- [Given request]:
Please set down, without any change, the lines of the material below starting at the line that contains "Can you spot the curtain" and ending at the line that contains "[[134, 231], [18, 241], [99, 228]]", both of those lines included.

- [Entries provided]:
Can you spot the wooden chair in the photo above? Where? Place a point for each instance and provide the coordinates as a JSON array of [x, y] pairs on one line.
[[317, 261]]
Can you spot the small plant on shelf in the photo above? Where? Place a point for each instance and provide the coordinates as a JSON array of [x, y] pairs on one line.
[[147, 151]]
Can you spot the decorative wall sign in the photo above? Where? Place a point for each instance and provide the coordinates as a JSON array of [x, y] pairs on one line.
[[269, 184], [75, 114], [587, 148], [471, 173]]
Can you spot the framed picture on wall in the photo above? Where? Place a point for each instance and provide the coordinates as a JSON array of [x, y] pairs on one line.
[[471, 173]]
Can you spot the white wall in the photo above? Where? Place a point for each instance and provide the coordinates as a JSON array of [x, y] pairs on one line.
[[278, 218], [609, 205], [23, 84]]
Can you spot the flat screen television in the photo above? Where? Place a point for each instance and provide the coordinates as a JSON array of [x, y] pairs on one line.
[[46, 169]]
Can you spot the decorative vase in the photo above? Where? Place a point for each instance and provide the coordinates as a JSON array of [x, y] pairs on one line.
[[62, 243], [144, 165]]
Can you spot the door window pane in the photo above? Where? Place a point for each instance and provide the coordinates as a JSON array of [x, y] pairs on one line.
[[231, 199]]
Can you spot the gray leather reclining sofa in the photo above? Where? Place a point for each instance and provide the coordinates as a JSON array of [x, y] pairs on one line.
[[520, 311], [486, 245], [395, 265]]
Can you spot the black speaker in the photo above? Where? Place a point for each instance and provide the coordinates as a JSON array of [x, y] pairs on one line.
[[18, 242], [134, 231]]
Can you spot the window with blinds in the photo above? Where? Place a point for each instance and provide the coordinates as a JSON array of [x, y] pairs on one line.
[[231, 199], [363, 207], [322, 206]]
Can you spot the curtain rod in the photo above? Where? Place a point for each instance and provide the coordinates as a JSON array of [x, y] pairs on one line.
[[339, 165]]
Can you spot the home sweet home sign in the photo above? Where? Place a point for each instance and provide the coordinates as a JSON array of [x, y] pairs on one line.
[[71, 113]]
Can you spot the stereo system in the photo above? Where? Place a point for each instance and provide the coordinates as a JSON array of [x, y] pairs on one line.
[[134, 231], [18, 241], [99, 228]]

==

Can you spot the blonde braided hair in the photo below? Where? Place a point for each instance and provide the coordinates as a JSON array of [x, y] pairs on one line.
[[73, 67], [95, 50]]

- [Result of this task]:
Can you spot the curtain rod in the photo above? Where? Place a point for each instance and provide the coordinates as a JSON array of [x, y] pairs on one line.
[[339, 165]]
Can you spot the home sweet home sign in the photo above? Where? Place a point for each instance and provide the coordinates as a JSON array of [x, y] pairs on one line.
[[71, 113]]
Can you spot the stereo system in the photo above? Where? Place a point for each instance and provide the coordinates as a JSON array of [x, y] pairs on one line.
[[134, 231], [18, 241], [99, 228]]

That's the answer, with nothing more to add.